*** Block opens ***

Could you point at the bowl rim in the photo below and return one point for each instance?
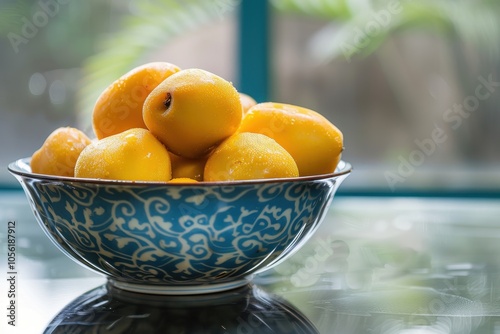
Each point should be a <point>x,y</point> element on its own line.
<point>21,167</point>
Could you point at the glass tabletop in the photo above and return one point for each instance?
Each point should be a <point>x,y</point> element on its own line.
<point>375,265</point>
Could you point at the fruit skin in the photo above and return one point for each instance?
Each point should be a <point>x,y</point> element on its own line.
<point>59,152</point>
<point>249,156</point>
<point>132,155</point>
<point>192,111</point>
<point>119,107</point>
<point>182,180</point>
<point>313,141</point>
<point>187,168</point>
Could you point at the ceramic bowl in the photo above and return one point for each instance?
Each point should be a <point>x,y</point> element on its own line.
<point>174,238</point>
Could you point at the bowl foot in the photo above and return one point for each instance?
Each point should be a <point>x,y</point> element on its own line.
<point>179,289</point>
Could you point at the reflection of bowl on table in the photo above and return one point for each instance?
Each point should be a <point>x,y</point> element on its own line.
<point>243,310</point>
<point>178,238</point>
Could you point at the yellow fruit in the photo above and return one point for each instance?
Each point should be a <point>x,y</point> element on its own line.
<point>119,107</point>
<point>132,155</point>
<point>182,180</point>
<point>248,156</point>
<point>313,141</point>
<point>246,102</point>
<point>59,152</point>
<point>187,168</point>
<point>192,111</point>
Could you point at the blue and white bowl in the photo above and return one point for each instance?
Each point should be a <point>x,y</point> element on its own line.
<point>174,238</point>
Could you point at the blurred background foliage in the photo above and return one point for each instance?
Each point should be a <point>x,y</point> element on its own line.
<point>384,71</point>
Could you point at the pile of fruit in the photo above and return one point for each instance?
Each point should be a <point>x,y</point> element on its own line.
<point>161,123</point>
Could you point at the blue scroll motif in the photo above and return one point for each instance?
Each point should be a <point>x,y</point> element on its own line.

*** Block closes ***

◆ PROBLEM
From the listing above, count the lines that include the word "fruit" and give the total alone.

◆ OUTPUT OF THE TASK
3